• [Aim of the exercise]:
Find the line containing "the red steel" in the material below; copy that line and all following lines exactly.

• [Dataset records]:
-------------------------
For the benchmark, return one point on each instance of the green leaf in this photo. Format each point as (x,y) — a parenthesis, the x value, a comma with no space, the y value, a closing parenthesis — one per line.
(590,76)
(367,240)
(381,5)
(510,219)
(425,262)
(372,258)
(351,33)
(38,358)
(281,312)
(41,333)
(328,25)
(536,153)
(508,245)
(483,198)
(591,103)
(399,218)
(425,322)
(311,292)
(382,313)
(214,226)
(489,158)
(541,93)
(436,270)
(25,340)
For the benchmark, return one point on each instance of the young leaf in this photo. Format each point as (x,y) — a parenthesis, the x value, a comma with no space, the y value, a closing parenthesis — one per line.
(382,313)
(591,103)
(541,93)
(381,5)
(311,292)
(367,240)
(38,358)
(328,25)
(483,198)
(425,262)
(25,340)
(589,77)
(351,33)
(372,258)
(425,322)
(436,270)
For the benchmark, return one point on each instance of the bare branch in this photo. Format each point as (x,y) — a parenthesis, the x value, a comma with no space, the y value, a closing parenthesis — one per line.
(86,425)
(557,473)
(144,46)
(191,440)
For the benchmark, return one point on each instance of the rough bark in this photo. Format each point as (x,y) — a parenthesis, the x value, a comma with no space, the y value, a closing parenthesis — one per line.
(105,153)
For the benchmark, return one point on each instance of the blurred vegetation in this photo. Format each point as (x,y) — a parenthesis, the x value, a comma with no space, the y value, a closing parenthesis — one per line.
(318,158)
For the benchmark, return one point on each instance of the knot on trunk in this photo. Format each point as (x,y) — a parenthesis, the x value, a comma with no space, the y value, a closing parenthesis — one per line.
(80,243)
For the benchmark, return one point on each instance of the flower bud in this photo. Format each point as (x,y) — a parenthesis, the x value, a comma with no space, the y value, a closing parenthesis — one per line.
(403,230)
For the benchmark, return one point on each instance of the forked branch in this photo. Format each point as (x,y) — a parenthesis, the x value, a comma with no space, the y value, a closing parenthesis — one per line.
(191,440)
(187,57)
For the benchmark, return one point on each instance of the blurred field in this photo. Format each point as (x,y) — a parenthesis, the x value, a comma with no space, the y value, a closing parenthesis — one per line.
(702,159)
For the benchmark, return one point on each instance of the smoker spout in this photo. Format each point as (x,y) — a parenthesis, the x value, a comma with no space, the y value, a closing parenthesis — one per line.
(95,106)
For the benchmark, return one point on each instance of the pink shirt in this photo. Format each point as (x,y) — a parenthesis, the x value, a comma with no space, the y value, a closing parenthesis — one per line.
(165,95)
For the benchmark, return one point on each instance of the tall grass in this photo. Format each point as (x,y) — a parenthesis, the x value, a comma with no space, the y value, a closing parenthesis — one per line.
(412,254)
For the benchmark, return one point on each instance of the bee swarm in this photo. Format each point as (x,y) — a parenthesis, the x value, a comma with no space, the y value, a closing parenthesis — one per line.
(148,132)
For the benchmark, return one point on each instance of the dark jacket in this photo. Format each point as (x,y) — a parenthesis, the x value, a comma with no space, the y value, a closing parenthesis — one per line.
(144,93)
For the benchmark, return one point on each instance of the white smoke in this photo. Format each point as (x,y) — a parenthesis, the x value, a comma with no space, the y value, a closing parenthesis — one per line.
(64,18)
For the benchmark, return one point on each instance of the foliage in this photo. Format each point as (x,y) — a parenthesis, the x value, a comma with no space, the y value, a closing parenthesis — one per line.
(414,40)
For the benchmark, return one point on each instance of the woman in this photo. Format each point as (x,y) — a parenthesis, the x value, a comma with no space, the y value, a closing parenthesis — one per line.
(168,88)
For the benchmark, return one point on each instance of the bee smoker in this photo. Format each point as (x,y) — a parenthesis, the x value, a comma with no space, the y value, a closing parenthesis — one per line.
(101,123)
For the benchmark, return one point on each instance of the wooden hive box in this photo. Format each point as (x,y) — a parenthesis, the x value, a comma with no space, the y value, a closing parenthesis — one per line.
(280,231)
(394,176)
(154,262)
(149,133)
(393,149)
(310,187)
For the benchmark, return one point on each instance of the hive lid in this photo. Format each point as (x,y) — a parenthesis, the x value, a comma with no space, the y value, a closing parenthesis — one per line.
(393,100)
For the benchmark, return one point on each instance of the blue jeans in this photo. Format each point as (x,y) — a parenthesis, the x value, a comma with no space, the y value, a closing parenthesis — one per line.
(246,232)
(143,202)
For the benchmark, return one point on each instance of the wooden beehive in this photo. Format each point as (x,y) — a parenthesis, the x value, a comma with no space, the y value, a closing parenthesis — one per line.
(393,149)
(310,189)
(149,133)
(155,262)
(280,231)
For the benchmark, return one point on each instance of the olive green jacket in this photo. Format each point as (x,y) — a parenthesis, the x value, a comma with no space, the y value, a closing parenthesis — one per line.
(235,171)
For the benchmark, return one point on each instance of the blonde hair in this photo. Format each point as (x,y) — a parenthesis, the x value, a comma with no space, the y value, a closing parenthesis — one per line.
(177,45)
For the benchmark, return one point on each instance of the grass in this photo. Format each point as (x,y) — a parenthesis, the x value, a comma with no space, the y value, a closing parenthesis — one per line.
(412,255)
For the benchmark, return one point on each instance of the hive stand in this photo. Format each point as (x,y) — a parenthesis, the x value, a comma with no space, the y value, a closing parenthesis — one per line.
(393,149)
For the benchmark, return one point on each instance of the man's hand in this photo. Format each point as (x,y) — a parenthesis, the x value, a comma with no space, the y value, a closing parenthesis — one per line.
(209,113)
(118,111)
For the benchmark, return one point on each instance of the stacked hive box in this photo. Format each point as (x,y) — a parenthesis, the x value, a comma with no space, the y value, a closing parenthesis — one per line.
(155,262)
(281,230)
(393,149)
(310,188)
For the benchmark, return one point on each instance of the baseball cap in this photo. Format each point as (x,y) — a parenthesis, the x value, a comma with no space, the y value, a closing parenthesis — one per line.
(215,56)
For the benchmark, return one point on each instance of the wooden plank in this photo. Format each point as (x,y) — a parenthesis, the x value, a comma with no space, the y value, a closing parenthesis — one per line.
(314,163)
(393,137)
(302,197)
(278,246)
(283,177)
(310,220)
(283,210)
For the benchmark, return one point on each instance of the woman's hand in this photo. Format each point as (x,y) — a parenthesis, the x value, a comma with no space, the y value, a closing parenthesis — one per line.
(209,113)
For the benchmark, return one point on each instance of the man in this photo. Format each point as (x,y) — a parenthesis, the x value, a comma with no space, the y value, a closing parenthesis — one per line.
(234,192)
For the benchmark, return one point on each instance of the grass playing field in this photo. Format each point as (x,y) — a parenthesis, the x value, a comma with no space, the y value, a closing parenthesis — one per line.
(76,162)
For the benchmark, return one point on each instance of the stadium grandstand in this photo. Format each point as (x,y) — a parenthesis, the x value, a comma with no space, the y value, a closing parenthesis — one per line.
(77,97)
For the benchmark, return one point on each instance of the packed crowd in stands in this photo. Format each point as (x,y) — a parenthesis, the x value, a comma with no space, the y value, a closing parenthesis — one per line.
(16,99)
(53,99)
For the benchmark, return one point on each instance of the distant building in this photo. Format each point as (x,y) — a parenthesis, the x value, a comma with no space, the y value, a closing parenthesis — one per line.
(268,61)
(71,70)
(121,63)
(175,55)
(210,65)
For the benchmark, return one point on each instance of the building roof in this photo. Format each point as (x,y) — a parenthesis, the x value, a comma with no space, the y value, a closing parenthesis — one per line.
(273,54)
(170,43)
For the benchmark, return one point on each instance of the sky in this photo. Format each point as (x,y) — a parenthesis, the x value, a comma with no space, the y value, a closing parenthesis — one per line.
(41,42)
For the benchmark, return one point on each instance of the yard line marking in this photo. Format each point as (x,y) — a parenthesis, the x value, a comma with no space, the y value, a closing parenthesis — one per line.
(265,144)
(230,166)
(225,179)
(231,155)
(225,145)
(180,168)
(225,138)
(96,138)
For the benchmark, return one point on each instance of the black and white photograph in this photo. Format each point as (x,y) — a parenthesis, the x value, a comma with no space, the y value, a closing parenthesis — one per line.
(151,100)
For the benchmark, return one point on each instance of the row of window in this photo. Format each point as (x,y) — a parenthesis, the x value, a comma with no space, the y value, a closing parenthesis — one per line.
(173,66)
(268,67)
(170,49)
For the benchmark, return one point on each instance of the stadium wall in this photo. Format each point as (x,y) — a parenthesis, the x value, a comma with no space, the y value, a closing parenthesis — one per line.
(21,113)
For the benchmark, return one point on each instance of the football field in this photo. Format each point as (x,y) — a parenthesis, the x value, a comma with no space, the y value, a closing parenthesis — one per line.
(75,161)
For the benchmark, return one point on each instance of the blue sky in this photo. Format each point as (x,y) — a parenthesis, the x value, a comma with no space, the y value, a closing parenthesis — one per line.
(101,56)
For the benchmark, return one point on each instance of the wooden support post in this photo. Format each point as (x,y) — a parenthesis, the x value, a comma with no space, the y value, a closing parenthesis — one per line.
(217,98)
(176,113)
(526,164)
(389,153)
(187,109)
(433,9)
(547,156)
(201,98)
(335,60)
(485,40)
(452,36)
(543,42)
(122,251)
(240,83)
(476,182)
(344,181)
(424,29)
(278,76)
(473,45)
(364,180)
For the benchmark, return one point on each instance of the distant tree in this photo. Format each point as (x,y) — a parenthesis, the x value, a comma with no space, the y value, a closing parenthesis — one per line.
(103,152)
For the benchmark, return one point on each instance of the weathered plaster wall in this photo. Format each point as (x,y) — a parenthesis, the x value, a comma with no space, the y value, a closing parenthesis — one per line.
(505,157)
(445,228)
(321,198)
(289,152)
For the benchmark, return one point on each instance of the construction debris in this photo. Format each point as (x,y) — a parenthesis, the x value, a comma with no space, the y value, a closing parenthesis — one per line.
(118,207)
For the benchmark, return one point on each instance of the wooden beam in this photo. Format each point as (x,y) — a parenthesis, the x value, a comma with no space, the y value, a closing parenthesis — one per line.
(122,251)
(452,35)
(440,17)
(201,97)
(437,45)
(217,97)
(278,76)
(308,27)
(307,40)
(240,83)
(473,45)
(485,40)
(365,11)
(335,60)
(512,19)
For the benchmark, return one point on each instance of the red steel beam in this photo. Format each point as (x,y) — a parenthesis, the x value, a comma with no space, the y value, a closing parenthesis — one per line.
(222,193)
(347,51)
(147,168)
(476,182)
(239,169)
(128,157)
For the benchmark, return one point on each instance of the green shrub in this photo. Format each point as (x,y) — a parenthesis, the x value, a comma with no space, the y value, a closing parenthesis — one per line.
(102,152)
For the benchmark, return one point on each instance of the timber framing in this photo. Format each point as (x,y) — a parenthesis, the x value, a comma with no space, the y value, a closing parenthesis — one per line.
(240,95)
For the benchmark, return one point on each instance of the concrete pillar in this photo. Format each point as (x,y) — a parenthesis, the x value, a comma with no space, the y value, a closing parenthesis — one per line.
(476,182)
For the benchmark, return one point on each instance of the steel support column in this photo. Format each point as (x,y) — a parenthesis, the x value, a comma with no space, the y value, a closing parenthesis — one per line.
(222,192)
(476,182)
-------------------------
• [Expected output]:
For the benchmark, return one point on each instance of the red steel beam in this photo. Format each point as (x,y) — a parenthesis, the x value, a comma with no space, the y value, a closing parenthesis — one per line.
(222,193)
(347,51)
(147,168)
(476,182)
(239,169)
(128,157)
For the benchmark, return one point on each instance of the green shrub in this photo. Format each point as (x,y) — a parenthesis, the x value, a comma with no space, the y value, a closing parenthesis — one per line.
(102,152)
For the benchmark, return one point on each instance of the timber framing in this photo. Format each point as (x,y) — a parenthesis, the x value, a comma with no space, the y value, a closing parenthesis — one per line.
(240,95)
For the benchmark, return one point on each instance of the concrete pillar in this photo. Format each point as (x,y) — a parenthesis, the x value, a comma with no space, the y value, a closing parenthesis — one per line.
(476,182)
For the benchmark, return one point on each instance of the steel support column in this photo. Format each point as (x,y) — a parenthesis, the x value, a comma with no space, the y value, a closing parenthesis — one per line.
(222,192)
(476,182)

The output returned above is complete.